* **Tasks to complete**:
1 – Quote the book review word for word, starting with "The Remains of the DayThe" and going on through "his working life.".
2 – According to the book review, where does the butler go on his holiday trip?

━━━━━ Passage

The Remains of the DayThe Remains of the Day by Kazuo Ishiguro
My rating: 4 of 5 stars

A few days ago I read Embrace by Mark Behr, and then read this book. I picked them up almost by accident at the library, and found quite a number of similarities. The protagonists are separated by age, but there are also similarities, in that both look back on earlier parts of their lives. In Embrace the protagonist is a boy who has reached puberty, and looks back on his childhood. In The Remains of the Day the protagonist is a butler, looking back on his working life.

If I hadn’t read them one after the other, perhaps I might not have seen a connection, but what stands out for me is the similarity of technique. For the schoolboy the “present” is a year of school; for the butler the “present” is a holiday trip he takes to the West of England. But in both the bulk of the story is taken up with recollections of the past, and wondering how accurate those recollections are.

In both there is a contrast between the present, and recollections of the past, and it is the recollections of the past that gradually lead to a reinterpretation of the present.

━━━━━━━━━━
━━━━━ Material supplied

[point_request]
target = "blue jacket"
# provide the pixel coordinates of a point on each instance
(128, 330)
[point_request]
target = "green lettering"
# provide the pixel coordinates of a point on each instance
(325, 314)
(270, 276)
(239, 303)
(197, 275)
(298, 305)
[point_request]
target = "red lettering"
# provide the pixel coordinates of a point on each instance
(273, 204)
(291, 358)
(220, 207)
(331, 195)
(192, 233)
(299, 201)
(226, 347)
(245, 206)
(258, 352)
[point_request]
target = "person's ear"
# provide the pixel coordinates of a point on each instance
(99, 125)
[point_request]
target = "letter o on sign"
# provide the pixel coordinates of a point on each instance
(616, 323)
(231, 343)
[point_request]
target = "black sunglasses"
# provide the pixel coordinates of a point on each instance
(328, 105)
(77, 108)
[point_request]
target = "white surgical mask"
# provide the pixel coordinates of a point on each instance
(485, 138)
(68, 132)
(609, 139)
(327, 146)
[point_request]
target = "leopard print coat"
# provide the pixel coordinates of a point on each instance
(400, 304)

━━━━━━━━━━

* **Answers per task**:
1 –
The Remains of the DayThe Remains of the Day by Kazuo Ishiguro
My rating: 4 of 5 stars

A few days ago I read Embrace by Mark Behr, and then read this book. I picked them up almost by accident at the library, and found quite a number of similarities. The protagonists are separated by age, but there are also similarities, in that both look back on earlier parts of their lives. In Embrace the protagonist is a boy who has reached puberty, and looks back on his childhood. In The Remains of the Day the protagonist is a butler, looking back on his working life.

2 – To the West of England.